_Directive_:
Repeat the material exactly as it appears.

_Records shown_:
_ _ _ _ _ _ _

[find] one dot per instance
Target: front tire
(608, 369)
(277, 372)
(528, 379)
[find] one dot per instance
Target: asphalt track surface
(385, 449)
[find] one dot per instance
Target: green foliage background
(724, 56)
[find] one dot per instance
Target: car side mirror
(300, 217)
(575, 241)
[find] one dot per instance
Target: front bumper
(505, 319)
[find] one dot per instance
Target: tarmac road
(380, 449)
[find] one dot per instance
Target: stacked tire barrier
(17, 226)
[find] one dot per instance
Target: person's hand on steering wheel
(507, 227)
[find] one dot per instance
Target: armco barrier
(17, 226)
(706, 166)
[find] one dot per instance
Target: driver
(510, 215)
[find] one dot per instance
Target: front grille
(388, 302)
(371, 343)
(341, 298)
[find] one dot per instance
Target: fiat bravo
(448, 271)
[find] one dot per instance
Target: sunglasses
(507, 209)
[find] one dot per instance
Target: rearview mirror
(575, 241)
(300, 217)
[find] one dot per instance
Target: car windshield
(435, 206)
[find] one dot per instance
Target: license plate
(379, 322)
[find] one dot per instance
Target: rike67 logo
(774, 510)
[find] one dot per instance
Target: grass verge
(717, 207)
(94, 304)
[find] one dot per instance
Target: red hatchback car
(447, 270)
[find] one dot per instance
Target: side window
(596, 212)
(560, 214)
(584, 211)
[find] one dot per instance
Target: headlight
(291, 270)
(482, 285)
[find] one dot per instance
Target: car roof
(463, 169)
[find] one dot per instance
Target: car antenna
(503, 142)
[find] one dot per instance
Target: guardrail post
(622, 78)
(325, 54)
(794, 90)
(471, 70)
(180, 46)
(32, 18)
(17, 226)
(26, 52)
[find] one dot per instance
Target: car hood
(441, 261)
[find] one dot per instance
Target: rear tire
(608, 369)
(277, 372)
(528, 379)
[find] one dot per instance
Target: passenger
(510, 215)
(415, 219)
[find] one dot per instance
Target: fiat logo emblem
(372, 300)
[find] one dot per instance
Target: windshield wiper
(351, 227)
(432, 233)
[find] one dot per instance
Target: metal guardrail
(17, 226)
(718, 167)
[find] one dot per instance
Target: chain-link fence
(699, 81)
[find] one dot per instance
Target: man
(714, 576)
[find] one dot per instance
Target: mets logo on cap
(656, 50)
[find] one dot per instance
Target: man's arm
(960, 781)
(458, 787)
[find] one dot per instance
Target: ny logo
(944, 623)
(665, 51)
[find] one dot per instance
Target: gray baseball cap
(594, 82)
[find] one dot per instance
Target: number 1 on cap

_ _ _ _ _ _ _

_Complete answer_:
[find] one dot per instance
Target: front tire
(608, 369)
(277, 372)
(528, 379)
[find] one dot per instance
Target: asphalt track surface
(385, 449)
[find] one dot per instance
Target: green foliage background
(724, 56)
[find] one dot per instance
Target: car side mirror
(300, 217)
(575, 241)
[find] one dot per instance
Target: front bumper
(505, 319)
[find] one dot per instance
Target: tarmac road
(380, 449)
[find] one dot per instance
Target: stacked tire barrier
(17, 226)
[find] one dot per instance
Target: person's hand on steering wheel
(507, 227)
[find] one dot per instance
Target: armco barrier
(17, 226)
(706, 166)
[find] one dot per instance
Target: driver
(510, 215)
[find] one dot per instance
Target: front grille
(388, 302)
(371, 343)
(341, 298)
[find] one dot per instance
Target: fiat bravo
(448, 271)
[find] one dot per instance
Target: sunglasses
(507, 209)
[find] one dot per instance
Target: rearview mirror
(575, 241)
(300, 217)
[find] one dot per instance
Target: car windshield
(435, 206)
[find] one dot per instance
Target: license plate
(379, 322)
[find] one dot per instance
Target: rike67 logo
(774, 510)
[find] one dot per instance
Target: grass verge
(717, 207)
(94, 304)
[find] one dot per instance
Target: red hatchback car
(447, 270)
[find] one dot per instance
Target: side window
(596, 212)
(560, 214)
(584, 211)
[find] one dot per instance
Target: headlight
(291, 270)
(482, 285)
[find] one dot per instance
Target: car roof
(463, 169)
[find] one dot per instance
Target: car antenna
(503, 142)
[find] one dot per instance
Target: guardrail post
(622, 78)
(325, 54)
(794, 90)
(471, 70)
(180, 46)
(32, 18)
(17, 226)
(26, 52)
[find] one dot per instance
Target: car hood
(441, 261)
[find] one dot per instance
Target: rear tire
(608, 369)
(277, 372)
(528, 379)
[find] one dot per instance
Target: passenger
(510, 215)
(415, 219)
[find] one dot per instance
Target: fiat logo emblem
(372, 300)
[find] one dot per instance
Target: windshield wiper
(351, 227)
(432, 233)
[find] one dot per instance
Target: metal guardrail
(17, 226)
(718, 167)
[find] one dot per instance
Target: chain-link fence
(699, 81)
[find] one dot per instance
Target: man
(714, 576)
[find] one dot per instance
Target: mets logo on cap
(656, 50)
[find] one dot per instance
Target: man's arm
(960, 781)
(458, 787)
[find] one dot per instance
Target: ny logo
(944, 623)
(665, 51)
[find] one dot per instance
Target: gray baseball cap
(594, 82)
[find] one dot per instance
Target: number 1 on cap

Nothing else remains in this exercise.